- **INPUT DATA**

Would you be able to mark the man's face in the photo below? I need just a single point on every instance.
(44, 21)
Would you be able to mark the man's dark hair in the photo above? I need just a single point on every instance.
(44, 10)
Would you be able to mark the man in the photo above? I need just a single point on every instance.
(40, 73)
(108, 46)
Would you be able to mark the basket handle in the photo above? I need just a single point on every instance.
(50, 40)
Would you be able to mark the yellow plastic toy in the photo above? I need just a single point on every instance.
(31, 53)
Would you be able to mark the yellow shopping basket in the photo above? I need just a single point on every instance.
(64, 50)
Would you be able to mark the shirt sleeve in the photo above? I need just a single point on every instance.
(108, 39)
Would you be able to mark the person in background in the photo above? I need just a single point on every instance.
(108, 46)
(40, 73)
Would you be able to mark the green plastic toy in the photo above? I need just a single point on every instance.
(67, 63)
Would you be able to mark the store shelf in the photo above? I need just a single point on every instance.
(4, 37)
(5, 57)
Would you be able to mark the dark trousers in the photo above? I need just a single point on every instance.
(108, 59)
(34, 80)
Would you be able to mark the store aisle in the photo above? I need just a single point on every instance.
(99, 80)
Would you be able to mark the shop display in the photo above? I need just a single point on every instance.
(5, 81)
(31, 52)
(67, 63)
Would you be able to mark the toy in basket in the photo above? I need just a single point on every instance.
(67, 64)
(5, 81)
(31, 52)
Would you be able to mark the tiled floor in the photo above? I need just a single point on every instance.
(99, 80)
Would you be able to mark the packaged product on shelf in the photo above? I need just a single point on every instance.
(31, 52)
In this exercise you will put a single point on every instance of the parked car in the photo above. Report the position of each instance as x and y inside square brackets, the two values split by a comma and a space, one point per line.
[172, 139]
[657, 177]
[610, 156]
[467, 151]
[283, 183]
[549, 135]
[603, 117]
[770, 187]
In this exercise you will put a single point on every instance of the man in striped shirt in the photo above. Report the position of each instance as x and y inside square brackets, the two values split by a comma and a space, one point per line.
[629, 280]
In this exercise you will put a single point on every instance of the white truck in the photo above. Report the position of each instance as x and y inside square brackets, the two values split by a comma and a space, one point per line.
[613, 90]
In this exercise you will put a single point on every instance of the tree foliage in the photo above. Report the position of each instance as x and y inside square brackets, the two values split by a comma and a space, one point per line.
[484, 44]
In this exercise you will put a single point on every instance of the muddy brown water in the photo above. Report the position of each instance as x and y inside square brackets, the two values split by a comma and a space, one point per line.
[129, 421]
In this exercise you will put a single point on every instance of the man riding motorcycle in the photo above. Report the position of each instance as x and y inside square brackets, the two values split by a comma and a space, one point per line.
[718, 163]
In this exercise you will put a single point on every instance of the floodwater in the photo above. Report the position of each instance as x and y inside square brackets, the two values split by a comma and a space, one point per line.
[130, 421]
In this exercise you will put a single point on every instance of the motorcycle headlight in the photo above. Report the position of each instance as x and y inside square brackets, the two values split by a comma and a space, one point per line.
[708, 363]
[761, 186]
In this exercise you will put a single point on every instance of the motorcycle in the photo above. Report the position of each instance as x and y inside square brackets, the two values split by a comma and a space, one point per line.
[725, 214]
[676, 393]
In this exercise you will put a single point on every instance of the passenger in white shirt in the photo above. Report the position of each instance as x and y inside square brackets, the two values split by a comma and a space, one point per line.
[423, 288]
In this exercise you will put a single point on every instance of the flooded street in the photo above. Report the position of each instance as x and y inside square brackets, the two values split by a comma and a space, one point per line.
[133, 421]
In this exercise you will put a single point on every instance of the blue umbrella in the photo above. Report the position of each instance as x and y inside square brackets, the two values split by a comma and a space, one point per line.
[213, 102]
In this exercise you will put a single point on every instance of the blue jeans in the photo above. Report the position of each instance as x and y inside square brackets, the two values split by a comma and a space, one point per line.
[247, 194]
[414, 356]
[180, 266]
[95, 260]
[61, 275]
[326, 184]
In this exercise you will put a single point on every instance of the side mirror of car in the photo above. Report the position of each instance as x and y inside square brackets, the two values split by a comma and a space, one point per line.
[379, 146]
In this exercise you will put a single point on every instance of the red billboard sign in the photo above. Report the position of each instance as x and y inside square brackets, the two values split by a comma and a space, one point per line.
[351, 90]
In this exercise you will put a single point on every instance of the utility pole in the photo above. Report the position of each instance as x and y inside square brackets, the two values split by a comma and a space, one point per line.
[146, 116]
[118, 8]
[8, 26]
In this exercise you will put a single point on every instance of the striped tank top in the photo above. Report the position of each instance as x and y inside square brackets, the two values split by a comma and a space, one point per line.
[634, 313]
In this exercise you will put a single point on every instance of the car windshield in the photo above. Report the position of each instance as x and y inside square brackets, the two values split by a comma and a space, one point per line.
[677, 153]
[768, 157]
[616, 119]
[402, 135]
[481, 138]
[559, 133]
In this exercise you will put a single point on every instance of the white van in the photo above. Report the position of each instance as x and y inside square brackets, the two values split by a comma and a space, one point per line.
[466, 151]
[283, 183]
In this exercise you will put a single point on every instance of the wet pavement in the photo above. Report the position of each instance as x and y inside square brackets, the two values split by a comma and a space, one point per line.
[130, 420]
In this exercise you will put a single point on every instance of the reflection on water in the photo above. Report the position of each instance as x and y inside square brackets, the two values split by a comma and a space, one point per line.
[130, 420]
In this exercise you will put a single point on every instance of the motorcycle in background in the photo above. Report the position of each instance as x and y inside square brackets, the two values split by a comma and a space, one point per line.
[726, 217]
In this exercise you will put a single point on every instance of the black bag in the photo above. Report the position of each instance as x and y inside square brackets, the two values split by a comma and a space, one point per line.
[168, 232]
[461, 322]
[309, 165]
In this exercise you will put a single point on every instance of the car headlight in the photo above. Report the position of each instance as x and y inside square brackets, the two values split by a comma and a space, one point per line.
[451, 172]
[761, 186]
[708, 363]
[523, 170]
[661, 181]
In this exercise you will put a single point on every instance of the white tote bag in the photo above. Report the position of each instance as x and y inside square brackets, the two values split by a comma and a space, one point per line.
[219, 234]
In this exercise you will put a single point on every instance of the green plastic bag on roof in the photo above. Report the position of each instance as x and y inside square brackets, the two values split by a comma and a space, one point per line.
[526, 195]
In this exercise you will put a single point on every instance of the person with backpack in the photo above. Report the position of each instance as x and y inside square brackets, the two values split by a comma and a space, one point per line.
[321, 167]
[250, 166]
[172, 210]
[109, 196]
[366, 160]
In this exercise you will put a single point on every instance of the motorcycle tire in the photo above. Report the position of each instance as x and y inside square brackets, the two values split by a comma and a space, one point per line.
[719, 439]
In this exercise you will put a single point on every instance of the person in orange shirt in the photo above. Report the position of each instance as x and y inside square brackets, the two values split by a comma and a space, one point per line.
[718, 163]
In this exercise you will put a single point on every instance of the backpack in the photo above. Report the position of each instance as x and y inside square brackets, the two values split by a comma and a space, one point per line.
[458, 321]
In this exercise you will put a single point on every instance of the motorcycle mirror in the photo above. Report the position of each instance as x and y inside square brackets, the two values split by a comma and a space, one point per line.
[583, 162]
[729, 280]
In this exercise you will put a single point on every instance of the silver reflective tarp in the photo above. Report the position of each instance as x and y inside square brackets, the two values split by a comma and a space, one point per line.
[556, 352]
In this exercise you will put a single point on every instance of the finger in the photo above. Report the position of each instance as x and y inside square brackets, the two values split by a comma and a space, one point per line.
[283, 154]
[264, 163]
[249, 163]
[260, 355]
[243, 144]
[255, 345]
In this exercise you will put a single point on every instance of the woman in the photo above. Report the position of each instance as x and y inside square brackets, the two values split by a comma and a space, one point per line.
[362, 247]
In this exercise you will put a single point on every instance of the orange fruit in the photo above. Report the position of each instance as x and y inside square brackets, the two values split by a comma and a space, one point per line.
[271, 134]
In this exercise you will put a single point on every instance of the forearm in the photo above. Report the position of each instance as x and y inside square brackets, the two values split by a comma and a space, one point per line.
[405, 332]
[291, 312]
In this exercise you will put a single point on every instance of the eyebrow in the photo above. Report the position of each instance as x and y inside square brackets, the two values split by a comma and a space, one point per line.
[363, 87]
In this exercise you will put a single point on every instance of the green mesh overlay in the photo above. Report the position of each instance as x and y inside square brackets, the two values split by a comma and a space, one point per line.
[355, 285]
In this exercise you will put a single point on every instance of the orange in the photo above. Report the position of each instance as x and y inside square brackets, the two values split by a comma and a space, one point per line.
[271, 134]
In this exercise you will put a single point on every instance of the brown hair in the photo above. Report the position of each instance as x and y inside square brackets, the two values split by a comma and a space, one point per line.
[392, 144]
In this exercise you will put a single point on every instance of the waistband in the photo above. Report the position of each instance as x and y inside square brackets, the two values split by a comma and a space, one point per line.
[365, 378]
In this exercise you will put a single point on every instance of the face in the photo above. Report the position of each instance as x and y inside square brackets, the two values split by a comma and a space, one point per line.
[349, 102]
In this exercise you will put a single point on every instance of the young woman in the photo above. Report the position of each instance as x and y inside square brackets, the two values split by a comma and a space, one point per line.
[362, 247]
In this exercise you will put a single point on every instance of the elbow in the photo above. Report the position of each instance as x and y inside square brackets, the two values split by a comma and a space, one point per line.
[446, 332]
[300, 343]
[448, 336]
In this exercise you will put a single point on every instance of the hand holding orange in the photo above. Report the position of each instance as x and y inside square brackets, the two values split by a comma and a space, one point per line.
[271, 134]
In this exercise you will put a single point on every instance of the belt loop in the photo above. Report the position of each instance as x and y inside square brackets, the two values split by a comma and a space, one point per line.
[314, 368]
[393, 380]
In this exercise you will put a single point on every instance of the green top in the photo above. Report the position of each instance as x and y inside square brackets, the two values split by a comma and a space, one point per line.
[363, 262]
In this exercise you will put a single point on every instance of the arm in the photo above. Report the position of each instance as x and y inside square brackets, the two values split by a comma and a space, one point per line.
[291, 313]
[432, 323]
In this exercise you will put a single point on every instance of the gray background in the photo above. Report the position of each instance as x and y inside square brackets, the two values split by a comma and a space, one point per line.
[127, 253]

- **TASK DIRECTIONS**
Transcribe word for word the lines from the one holding "of the belt" to the last line of the listing above, inclusive.

- **FINAL RESULT**
In this exercise you will put a single point on every instance of the belt loop in the photo above. Report the position of each instance as x and y inside square brackets, the two values split by a comma and a space, one point per line.
[314, 368]
[393, 380]
In this exercise you will put a single point on every instance of the green top in the photo above. Report the position of each instance as x and y inside square brackets, the two values split by a comma and a space, one point per line.
[363, 262]
In this exercise you will put a single point on every instance of the arm in the photo above. Report the position of each instance as x and y inside square brackets, the two values split by a comma and a space, one point per line.
[291, 313]
[432, 323]
In this exercise you will put a single point on every instance of the gray background in the photo above. Report the position of each instance as x and y inside square brackets, the two values split by a comma and a space, one point per line.
[127, 253]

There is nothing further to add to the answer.